_Try it_: An exact copy of the lines from the one containing "Query: license plate" to the end of the records below is required, and nothing else.
§
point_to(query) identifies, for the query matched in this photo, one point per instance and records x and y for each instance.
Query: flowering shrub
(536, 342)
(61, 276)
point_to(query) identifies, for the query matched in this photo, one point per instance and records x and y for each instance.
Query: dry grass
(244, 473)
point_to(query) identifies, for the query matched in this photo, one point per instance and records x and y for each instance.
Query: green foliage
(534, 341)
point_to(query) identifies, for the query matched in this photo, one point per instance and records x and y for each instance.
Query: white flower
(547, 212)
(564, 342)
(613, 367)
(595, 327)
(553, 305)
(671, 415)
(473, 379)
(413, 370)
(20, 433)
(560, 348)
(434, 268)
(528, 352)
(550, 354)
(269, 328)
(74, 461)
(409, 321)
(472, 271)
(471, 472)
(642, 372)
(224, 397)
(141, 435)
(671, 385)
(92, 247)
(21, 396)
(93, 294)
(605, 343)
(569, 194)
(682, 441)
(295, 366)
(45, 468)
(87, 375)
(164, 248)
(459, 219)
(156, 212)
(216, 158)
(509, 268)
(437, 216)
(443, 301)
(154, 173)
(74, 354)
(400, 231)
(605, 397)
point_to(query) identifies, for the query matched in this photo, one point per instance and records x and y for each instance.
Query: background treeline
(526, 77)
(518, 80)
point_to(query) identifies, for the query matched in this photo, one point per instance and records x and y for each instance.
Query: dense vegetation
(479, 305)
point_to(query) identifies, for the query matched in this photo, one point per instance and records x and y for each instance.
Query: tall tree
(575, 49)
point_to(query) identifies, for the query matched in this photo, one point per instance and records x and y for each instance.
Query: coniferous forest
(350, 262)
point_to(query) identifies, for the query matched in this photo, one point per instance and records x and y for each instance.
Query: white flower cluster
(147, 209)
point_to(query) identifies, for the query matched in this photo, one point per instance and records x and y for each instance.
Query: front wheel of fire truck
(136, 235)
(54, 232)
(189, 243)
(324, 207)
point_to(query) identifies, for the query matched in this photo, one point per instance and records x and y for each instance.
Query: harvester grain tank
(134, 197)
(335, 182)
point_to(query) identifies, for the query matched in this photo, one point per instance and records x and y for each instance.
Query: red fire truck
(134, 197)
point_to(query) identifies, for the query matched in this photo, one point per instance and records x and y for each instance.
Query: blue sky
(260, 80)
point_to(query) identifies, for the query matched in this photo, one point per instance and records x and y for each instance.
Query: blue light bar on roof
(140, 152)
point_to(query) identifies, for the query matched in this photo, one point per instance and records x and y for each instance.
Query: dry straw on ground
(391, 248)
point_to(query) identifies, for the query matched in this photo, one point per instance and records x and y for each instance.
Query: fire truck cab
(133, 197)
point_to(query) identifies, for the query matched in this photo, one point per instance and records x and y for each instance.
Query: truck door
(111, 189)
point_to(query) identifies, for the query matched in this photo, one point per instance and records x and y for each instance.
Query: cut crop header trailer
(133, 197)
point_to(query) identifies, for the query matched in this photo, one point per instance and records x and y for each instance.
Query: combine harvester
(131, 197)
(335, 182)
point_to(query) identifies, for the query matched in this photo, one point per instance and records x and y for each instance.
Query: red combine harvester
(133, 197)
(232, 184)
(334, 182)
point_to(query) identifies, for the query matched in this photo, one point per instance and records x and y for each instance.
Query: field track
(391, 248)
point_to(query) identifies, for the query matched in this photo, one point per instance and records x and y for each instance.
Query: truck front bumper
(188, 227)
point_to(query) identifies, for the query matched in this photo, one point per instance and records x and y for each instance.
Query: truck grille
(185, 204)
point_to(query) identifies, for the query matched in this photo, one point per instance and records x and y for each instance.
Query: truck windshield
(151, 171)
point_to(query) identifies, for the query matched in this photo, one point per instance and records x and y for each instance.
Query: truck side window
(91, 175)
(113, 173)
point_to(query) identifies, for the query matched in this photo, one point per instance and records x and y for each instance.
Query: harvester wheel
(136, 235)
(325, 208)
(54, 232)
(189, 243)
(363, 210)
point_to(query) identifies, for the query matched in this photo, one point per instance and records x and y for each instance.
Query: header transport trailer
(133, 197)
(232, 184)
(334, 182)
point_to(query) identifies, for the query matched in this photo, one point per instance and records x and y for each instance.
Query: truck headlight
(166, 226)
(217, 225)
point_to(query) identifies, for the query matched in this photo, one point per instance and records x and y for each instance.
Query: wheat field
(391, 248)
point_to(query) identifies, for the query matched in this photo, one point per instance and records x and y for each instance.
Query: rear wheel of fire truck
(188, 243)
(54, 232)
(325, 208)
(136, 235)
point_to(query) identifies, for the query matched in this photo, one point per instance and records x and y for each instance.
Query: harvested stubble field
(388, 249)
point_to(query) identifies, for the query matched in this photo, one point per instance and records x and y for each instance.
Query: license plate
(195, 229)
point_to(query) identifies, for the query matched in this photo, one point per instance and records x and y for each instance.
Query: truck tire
§
_Exercise response_:
Query: license plate
(195, 229)
point_to(query) identifies, for the query matched in this photo, one point per instance and records x and y for each instance.
Query: truck tire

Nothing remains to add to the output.